> _WORK ITEM_
Copy out the lines of the records from the one containing "53L24 59L31 58L34" through the one containing "positive clicks: (33, 55) (28, 58)", both included, reproducing them without any change.

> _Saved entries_
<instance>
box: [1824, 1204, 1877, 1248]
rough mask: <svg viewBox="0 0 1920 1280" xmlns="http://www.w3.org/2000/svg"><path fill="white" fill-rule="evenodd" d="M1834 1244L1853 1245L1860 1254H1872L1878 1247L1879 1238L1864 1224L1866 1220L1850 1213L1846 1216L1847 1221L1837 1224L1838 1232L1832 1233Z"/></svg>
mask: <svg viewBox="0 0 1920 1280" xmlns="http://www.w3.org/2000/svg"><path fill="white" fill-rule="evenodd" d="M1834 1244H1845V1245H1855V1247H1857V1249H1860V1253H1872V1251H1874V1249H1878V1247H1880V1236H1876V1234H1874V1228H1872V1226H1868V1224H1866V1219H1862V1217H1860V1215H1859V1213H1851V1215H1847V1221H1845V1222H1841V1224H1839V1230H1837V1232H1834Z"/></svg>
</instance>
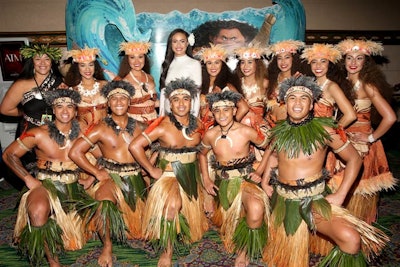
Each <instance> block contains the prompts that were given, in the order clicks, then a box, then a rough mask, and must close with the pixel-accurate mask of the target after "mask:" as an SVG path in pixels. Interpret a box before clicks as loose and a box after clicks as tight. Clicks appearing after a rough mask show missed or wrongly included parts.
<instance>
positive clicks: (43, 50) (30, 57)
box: [20, 43, 62, 61]
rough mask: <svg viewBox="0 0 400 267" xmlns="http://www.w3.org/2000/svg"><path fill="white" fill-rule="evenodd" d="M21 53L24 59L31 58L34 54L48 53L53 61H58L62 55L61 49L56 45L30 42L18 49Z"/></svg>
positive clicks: (33, 55) (28, 58)
mask: <svg viewBox="0 0 400 267" xmlns="http://www.w3.org/2000/svg"><path fill="white" fill-rule="evenodd" d="M20 52H21V55H22V56H23V57H24V58H25V59H29V58H33V57H34V56H35V55H39V56H41V55H44V54H46V55H48V56H49V58H51V59H52V60H54V61H59V60H60V59H61V56H62V52H61V49H60V48H58V47H50V46H49V45H48V44H47V45H46V44H39V43H37V44H31V45H26V46H24V47H22V48H21V50H20Z"/></svg>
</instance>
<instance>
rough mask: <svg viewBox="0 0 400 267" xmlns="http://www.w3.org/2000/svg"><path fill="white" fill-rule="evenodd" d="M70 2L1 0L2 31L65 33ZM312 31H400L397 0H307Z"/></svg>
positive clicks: (256, 6)
mask: <svg viewBox="0 0 400 267" xmlns="http://www.w3.org/2000/svg"><path fill="white" fill-rule="evenodd" d="M66 2H67V1H66V0H13V1H10V0H0V32H27V31H28V32H29V31H32V32H36V31H65V14H64V12H65V5H66ZM270 5H272V1H269V0H185V1H182V0H151V1H149V0H140V1H139V0H138V1H134V6H135V9H136V13H140V12H158V13H168V12H170V11H172V10H180V11H181V12H188V11H190V10H192V9H194V8H197V9H200V10H205V11H209V12H220V11H225V10H239V9H242V8H245V7H255V8H261V7H264V6H270ZM303 5H304V8H305V10H306V17H307V29H308V30H366V31H368V30H400V20H399V14H398V8H395V7H397V5H398V4H397V0H381V1H375V0H351V1H349V0H303ZM384 54H385V56H387V57H388V58H389V60H390V61H391V63H390V64H388V65H386V66H384V70H385V73H386V75H387V78H388V80H389V82H390V83H392V84H395V83H399V82H400V66H399V64H400V46H397V45H396V46H390V47H389V46H387V47H385V53H384Z"/></svg>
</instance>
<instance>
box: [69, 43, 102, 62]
mask: <svg viewBox="0 0 400 267" xmlns="http://www.w3.org/2000/svg"><path fill="white" fill-rule="evenodd" d="M98 54H99V49H97V48H89V47H87V46H85V48H83V49H76V50H70V51H68V52H67V56H68V57H72V60H73V61H74V62H76V63H87V62H93V61H95V60H96V56H97V55H98Z"/></svg>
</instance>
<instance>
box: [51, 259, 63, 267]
mask: <svg viewBox="0 0 400 267" xmlns="http://www.w3.org/2000/svg"><path fill="white" fill-rule="evenodd" d="M49 266H50V267H61V266H62V265H61V264H60V263H59V262H58V260H54V259H51V260H49Z"/></svg>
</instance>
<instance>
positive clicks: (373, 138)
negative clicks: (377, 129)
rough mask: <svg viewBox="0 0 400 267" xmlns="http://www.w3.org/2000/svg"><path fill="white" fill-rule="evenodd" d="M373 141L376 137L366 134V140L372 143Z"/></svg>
mask: <svg viewBox="0 0 400 267" xmlns="http://www.w3.org/2000/svg"><path fill="white" fill-rule="evenodd" d="M375 141H376V139H375V138H374V136H373V135H372V134H370V135H368V142H370V143H371V144H372V143H373V142H375Z"/></svg>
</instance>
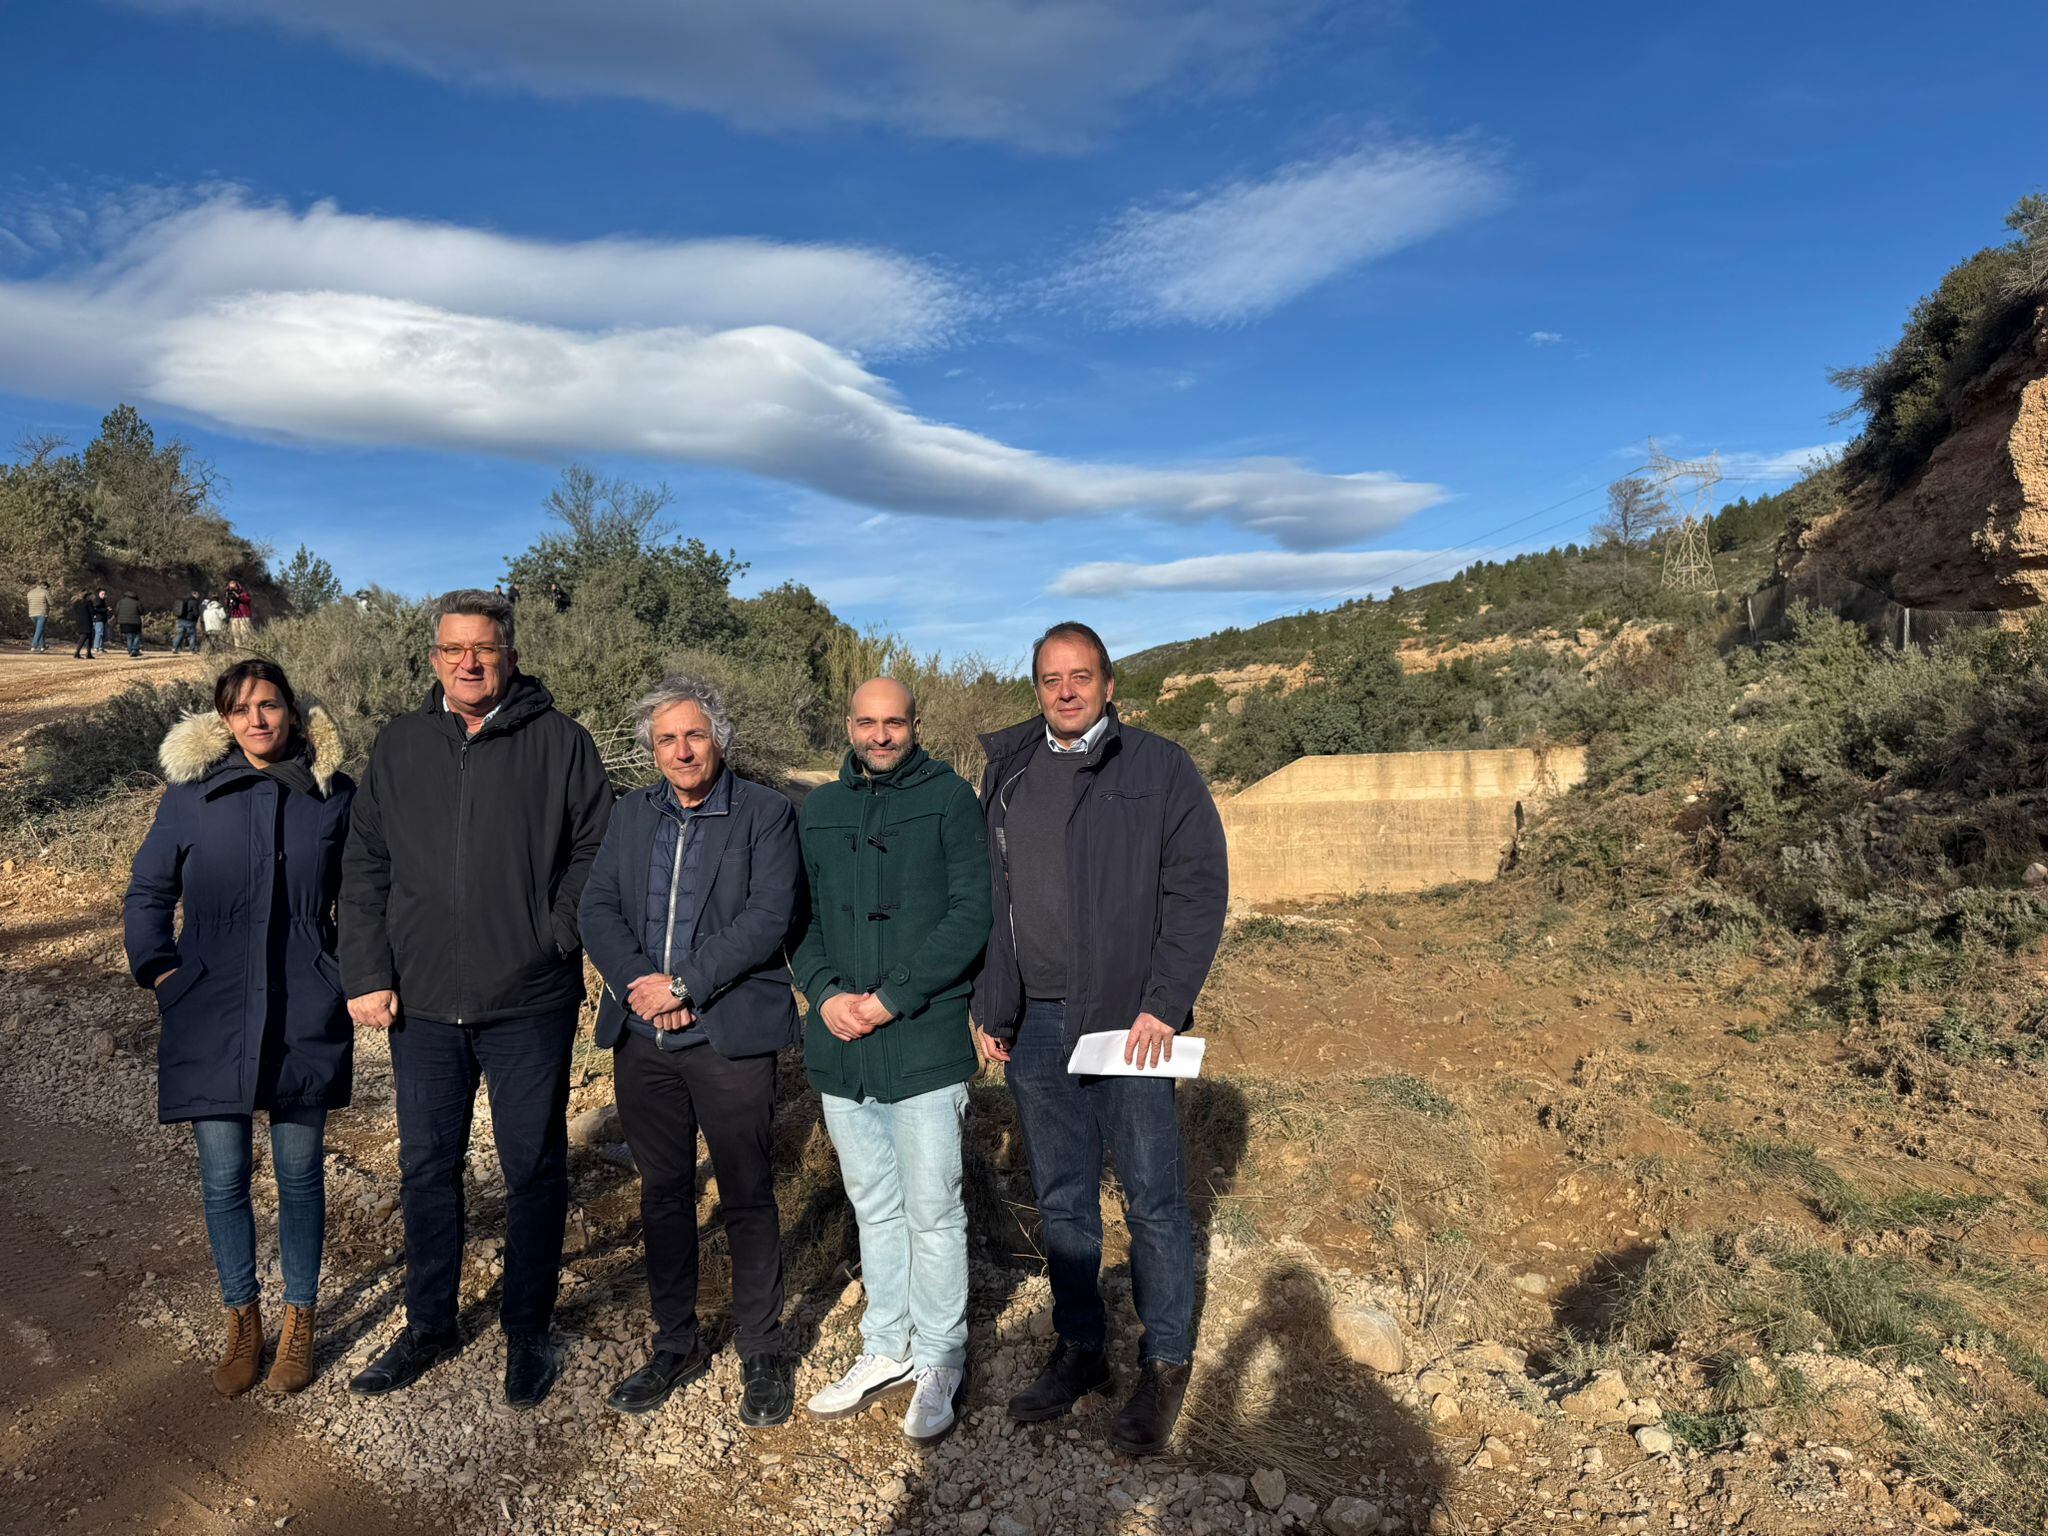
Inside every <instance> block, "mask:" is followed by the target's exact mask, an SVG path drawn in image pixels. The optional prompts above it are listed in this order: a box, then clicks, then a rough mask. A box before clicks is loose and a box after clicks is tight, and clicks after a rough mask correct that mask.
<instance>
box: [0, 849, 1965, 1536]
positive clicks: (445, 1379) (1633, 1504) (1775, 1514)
mask: <svg viewBox="0 0 2048 1536" xmlns="http://www.w3.org/2000/svg"><path fill="white" fill-rule="evenodd" d="M88 885H94V889H92V891H86V889H78V887H76V885H57V881H55V877H53V874H51V872H49V870H43V868H41V866H29V868H25V870H18V872H16V874H14V883H12V885H10V889H8V895H6V899H4V901H0V907H4V911H0V926H4V930H6V934H4V936H8V938H12V936H18V934H23V932H33V934H35V936H37V938H35V942H31V944H14V946H10V950H8V965H6V969H4V971H0V1085H4V1087H0V1116H4V1120H6V1130H4V1139H0V1194H4V1200H6V1217H8V1221H6V1241H4V1251H6V1257H4V1268H0V1323H4V1329H6V1337H4V1339H0V1380H4V1382H6V1384H4V1389H0V1405H4V1407H0V1415H4V1440H0V1448H4V1452H6V1462H8V1466H10V1468H12V1470H10V1475H8V1477H6V1479H0V1528H6V1530H74V1528H76V1530H176V1532H186V1530H203V1532H211V1530H223V1532H225V1530H236V1532H242V1530H248V1532H254V1530H279V1528H283V1530H293V1528H301V1530H336V1532H342V1530H346V1532H373V1534H375V1532H387V1530H389V1532H412V1530H422V1528H455V1530H463V1532H508V1534H512V1532H518V1534H524V1532H532V1534H535V1536H541V1534H543V1532H545V1534H547V1536H586V1534H588V1536H596V1534H598V1532H668V1534H674V1536H711V1534H713V1532H735V1534H737V1532H764V1534H766V1532H803V1534H805V1536H842V1534H844V1536H854V1534H860V1536H881V1534H883V1532H940V1534H950V1532H958V1536H1067V1534H1069V1532H1071V1534H1073V1536H1092V1534H1096V1532H1104V1534H1106V1532H1118V1536H1133V1534H1139V1532H1157V1534H1161V1536H1163V1534H1165V1532H1174V1534H1176V1536H1180V1534H1182V1532H1192V1534H1196V1536H1204V1534H1208V1532H1217V1534H1221V1532H1231V1534H1233V1536H1237V1534H1247V1536H1274V1534H1278V1532H1286V1530H1329V1532H1339V1536H1360V1534H1362V1532H1384V1534H1386V1536H1399V1534H1405V1532H1417V1534H1419V1532H1432V1534H1434V1532H1444V1534H1452V1532H1489V1530H1540V1528H1548V1526H1552V1524H1559V1526H1571V1528H1583V1530H1604V1532H1645V1530H1655V1532H1665V1530H1716V1532H1718V1530H1741V1532H1751V1534H1757V1536H1792V1534H1794V1532H1798V1534H1800V1536H1864V1534H1868V1536H1876V1534H1878V1532H1911V1530H1927V1528H1939V1530H1952V1528H1962V1526H1964V1524H1966V1522H1962V1518H1960V1516H1958V1513H1956V1511H1954V1509H1952V1507H1948V1505H1946V1503H1944V1501H1942V1499H1937V1497H1935V1495H1931V1493H1929V1491H1927V1489H1923V1487H1919V1485H1917V1483H1915V1479H1911V1477H1907V1475H1905V1473H1903V1470H1901V1468H1898V1466H1894V1464H1890V1462H1888V1460H1886V1456H1884V1454H1882V1448H1880V1450H1876V1452H1872V1450H1858V1448H1851V1446H1845V1444H1829V1442H1823V1440H1802V1438H1798V1436H1790V1438H1780V1440H1765V1438H1763V1436H1751V1438H1749V1440H1745V1442H1743V1444H1739V1446H1726V1448H1718V1450H1694V1448H1688V1446H1686V1444H1681V1442H1679V1440H1677V1438H1675V1436H1673V1434H1671V1432H1669V1427H1667V1425H1665V1417H1667V1407H1669V1405H1673V1403H1677V1401H1696V1399H1698V1393H1700V1382H1698V1366H1694V1364H1690V1362H1679V1360H1661V1358H1647V1360H1642V1362H1640V1366H1636V1368H1632V1372H1634V1376H1632V1380H1626V1382H1624V1380H1620V1378H1612V1380H1608V1378H1595V1380H1591V1382H1587V1380H1581V1378H1573V1376H1565V1374H1542V1372H1540V1370H1538V1366H1534V1364H1532V1362H1530V1360H1528V1356H1526V1354H1524V1352H1522V1350H1516V1348H1509V1346H1505V1343H1499V1341H1493V1339H1485V1337H1470V1333H1468V1329H1462V1327H1460V1325H1458V1321H1456V1311H1452V1315H1450V1319H1448V1321H1446V1323H1444V1325H1442V1327H1440V1329H1436V1331H1432V1333H1427V1335H1421V1333H1419V1331H1417V1329H1415V1327H1413V1319H1415V1315H1417V1296H1415V1294H1411V1292H1407V1290H1403V1286H1401V1284H1399V1278H1397V1276H1395V1274H1391V1272H1389V1274H1376V1276H1362V1274H1350V1272H1346V1270H1337V1272H1327V1270H1323V1268H1321V1264H1319V1260H1317V1255H1315V1253H1313V1251H1309V1249H1305V1247H1298V1245H1268V1247H1257V1249H1247V1251H1227V1249H1223V1247H1217V1249H1212V1253H1210V1255H1208V1264H1206V1294H1208V1305H1206V1311H1204V1321H1202V1339H1204V1346H1202V1356H1200V1360H1198V1370H1196V1384H1194V1393H1192V1397H1190V1411H1188V1415H1186V1419H1184V1434H1182V1440H1180V1448H1178V1454H1176V1456H1171V1458H1161V1460H1159V1462H1151V1464H1143V1466H1139V1464H1133V1462H1128V1460H1124V1458H1120V1456H1116V1454H1112V1452H1110V1450H1108V1448H1106V1444H1104V1430H1106V1419H1108V1413H1110V1405H1106V1403H1102V1401H1090V1403H1087V1405H1085V1407H1083V1409H1081V1411H1077V1413H1075V1415H1073V1417H1069V1419H1065V1421H1057V1423H1053V1425H1040V1427H1030V1430H1022V1427H1016V1425H1012V1423H1010V1421H1008V1419H1006V1415H1004V1413H1001V1401H1004V1399H1006V1397H1008V1395H1010V1393H1012V1391H1014V1389H1016V1386H1020V1384H1022V1382H1024V1380H1026V1378H1028V1376H1030V1374H1032V1370H1034V1368H1036V1362H1038V1358H1040V1356H1042V1352H1044V1348H1047V1339H1049V1333H1051V1321H1049V1307H1047V1292H1044V1282H1042V1280H1040V1278H1036V1276H1032V1274H1026V1272H1020V1270H1010V1268H993V1266H985V1264H977V1266H975V1272H973V1288H975V1298H977V1311H975V1315H973V1331H971V1393H969V1407H967V1413H965V1417H963V1423H961V1427H958V1432H956V1434H954V1436H952V1438H950V1440H946V1442H944V1444H940V1446H938V1448H928V1450H920V1448H913V1446H909V1444H907V1442H905V1440H903V1438H901V1436H899V1432H897V1423H895V1415H897V1413H899V1411H901V1403H895V1401H891V1403H883V1405H877V1407H874V1409H870V1411H868V1415H864V1417H858V1419H850V1421H842V1423H829V1425H815V1423H809V1421H805V1419H801V1415H799V1421H797V1423H791V1425H784V1427H780V1430H772V1432H766V1434H752V1432H748V1430H745V1427H741V1425H739V1421H737V1399H739V1380H737V1362H735V1360H733V1356H731V1352H725V1354H721V1356H719V1362H717V1368H715V1370H713V1372H711V1376H709V1378H705V1380H700V1382H696V1384H692V1386H690V1389H686V1391H684V1393H678V1395H676V1397H674V1399H672V1401H670V1403H668V1407H664V1411H659V1413H657V1415H651V1417H649V1419H625V1417H621V1415H614V1413H608V1411H606V1409H604V1407H602V1397H604V1393H606V1391H608V1389H610V1384H612V1382H614V1380H616V1378H618V1376H623V1374H625V1372H627V1370H631V1368H633V1366H635V1364H637V1362H639V1358H641V1350H643V1341H645V1333H647V1317H645V1307H647V1296H645V1276H643V1272H641V1268H639V1243H637V1221H635V1202H637V1184H635V1178H633V1174H631V1165H629V1159H627V1157H625V1151H623V1149H621V1147H616V1145H614V1143H610V1141H608V1135H606V1114H604V1106H606V1102H608V1098H610V1083H608V1077H604V1075H602V1071H598V1069H594V1065H592V1067H586V1069H584V1071H582V1081H580V1083H578V1090H575V1102H573V1112H575V1126H578V1137H580V1141H582V1145H580V1147H578V1151H575V1155H573V1169H571V1176H573V1206H571V1233H569V1253H567V1262H565V1278H563V1305H561V1311H559V1329H557V1337H559V1341H561V1346H563V1352H565V1372H563V1378H561V1384H559V1386H557V1391H555V1393H553V1395H551V1399H549V1401H547V1403H545V1405H543V1409H541V1411H539V1413H530V1415H518V1413H512V1411H508V1409H506V1407H504V1405H502V1403H500V1374H502V1348H500V1341H498V1333H496V1327H494V1325H492V1311H494V1284H496V1272H498V1253H496V1243H494V1233H496V1231H500V1208H502V1188H500V1186H498V1174H496V1157H494V1155H492V1149H489V1139H487V1116H485V1114H481V1112H479V1118H477V1126H479V1135H477V1145H475V1149H473V1155H471V1167H469V1176H471V1212H473V1223H471V1227H473V1233H475V1237H473V1241H471V1251H469V1255H467V1266H465V1309H467V1313H465V1315H467V1327H469V1331H471V1341H469V1346H467V1348H465V1350H463V1354H461V1356H457V1358H455V1360H451V1362H446V1364H442V1366H440V1368H436V1370H434V1372H430V1374H428V1378H426V1380H422V1382H420V1384H418V1386H414V1389H412V1391H408V1393H401V1395H395V1397H389V1399H377V1401H356V1399H350V1397H348V1393H346V1378H348V1374H350V1372H352V1370H354V1368H356V1366H358V1364H362V1362H365V1360H367V1358H369V1356H371V1354H373V1352H375V1350H377V1348H381V1343H383V1341H385V1339H387V1337H389V1335H391V1331H393V1329H395V1327H397V1321H399V1315H397V1286H399V1276H401V1270H399V1251H397V1241H399V1225H397V1219H395V1165H393V1157H395V1128H393V1122H391V1108H389V1061H387V1055H385V1051H383V1047H381V1042H377V1040H365V1044H362V1051H360V1057H358V1096H356V1108H354V1110H350V1112H346V1114H340V1116H336V1118H334V1122H332V1130H330V1171H328V1196H330V1247H328V1274H326V1284H324V1311H322V1335H324V1350H322V1356H319V1360H317V1366H319V1372H322V1374H319V1378H317V1380H315V1384H313V1386H311V1389H309V1391H307V1393H303V1395H299V1397H293V1399H270V1397H266V1395H262V1393H254V1395H250V1397H244V1399H240V1401H236V1403H221V1401H215V1399H213V1397H211V1393H209V1391H207V1386H205V1374H203V1372H205V1360H207V1358H209V1352H211V1350H213V1343H215V1327H217V1317H219V1309H217V1296H215V1292H213V1280H211V1266H209V1264H207V1249H205V1231H203V1223H201V1210H199V1192H197V1169H195V1163H193V1155H190V1137H188V1133H186V1130H184V1128H182V1126H168V1128H166V1126H158V1124H156V1122H154V1053H156V1016H154V1008H152V1006H150V999H147V997H145V995H143V993H139V991H137V989H133V987H127V985H123V983H121V956H119V942H117V934H115V930H113V926H111V922H109V911H106V901H104V893H102V891H98V889H96V883H88ZM801 1110H805V1106H803V1104H801V1102H797V1100H793V1102H791V1104H788V1106H786V1110H784V1114H786V1124H784V1130H788V1133H791V1137H788V1139H795V1137H799V1135H805V1137H809V1135H815V1128H813V1130H805V1126H807V1120H803V1116H801ZM788 1139H784V1141H788ZM258 1145H260V1139H258ZM791 1151H795V1153H797V1155H793V1157H791V1161H793V1163H795V1161H811V1159H813V1157H815V1155H817V1151H819V1149H817V1145H815V1143H809V1141H803V1143H801V1145H799V1147H795V1149H791ZM256 1194H258V1210H260V1219H258V1229H260V1231H264V1233H268V1231H272V1221H274V1217H272V1212H274V1186H272V1184H270V1178H268V1165H266V1161H260V1163H258V1190H256ZM713 1208H715V1190H709V1188H707V1192H705V1206H702V1212H705V1217H707V1219H711V1217H713ZM795 1241H797V1239H793V1243H795ZM705 1253H707V1296H705V1311H707V1323H709V1325H711V1327H713V1329H719V1327H721V1325H723V1321H725V1319H723V1315H721V1313H723V1294H721V1290H719V1286H721V1284H723V1241H721V1237H719V1233H717V1225H715V1221H711V1225H709V1227H707V1245H705ZM262 1255H264V1268H266V1294H272V1296H274V1294H276V1284H279V1282H276V1270H274V1243H270V1241H266V1243H264V1249H262ZM807 1257H811V1255H807V1253H803V1251H797V1253H795V1255H793V1264H797V1266H799V1268H801V1266H803V1262H805V1260H807ZM813 1268H815V1266H813ZM1110 1296H1112V1305H1114V1309H1116V1311H1118V1315H1120V1317H1124V1327H1126V1329H1128V1286H1126V1284H1122V1280H1120V1278H1118V1276H1112V1280H1110ZM858 1300H860V1292H858V1282H850V1280H846V1278H844V1276H842V1278H838V1280H831V1282H829V1284H821V1286H817V1284H813V1286H811V1288H809V1290H807V1292H801V1294H799V1296H797V1300H795V1303H793V1309H791V1317H788V1323H791V1331H793V1335H795V1337H797V1339H799V1343H801V1346H803V1360H801V1366H799V1378H797V1380H799V1395H809V1393H811V1391H815V1386H819V1384H823V1382H825V1380H829V1378H831V1376H836V1374H838V1370H842V1368H844V1364H846V1362H848V1360H850V1358H852V1356H854V1354H856V1350H858V1335H856V1329H854V1321H856V1317H858ZM1372 1309H1376V1311H1380V1313H1384V1315H1386V1319H1384V1321H1386V1327H1389V1329H1391V1333H1393V1337H1395V1339H1397V1341H1399V1343H1401V1350H1403V1354H1405V1360H1378V1358H1374V1352H1372V1350H1364V1348H1360V1343H1358V1339H1360V1333H1358V1319H1360V1317H1368V1315H1370V1311H1372ZM1368 1360H1370V1362H1372V1364H1368ZM1808 1364H1810V1368H1812V1374H1815V1376H1817V1378H1821V1372H1823V1370H1825V1368H1829V1366H1831V1364H1833V1366H1847V1364H1849V1362H1827V1360H1815V1362H1808ZM1864 1370H1866V1374H1870V1376H1876V1380H1855V1378H1851V1376H1845V1374H1841V1372H1837V1380H1839V1384H1841V1391H1843V1393H1845V1395H1858V1393H1862V1395H1866V1397H1870V1399H1872V1405H1874V1407H1884V1409H1892V1411H1909V1413H1911V1411H1915V1403H1917V1399H1915V1395H1913V1391H1911V1384H1901V1382H1894V1380H1886V1378H1882V1376H1878V1374H1876V1372H1868V1368H1864ZM1884 1393H1892V1395H1894V1401H1882V1395H1884ZM250 1499H254V1503H250ZM74 1511H76V1513H74ZM209 1522H211V1524H209ZM281 1522H283V1524H281Z"/></svg>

> _TASK RESULT_
rough mask: <svg viewBox="0 0 400 267" xmlns="http://www.w3.org/2000/svg"><path fill="white" fill-rule="evenodd" d="M21 53L24 59L31 58L34 54L48 53L53 61H58L62 55L61 49L56 45L30 42L18 49Z"/></svg>
positive clicks: (33, 55) (28, 58)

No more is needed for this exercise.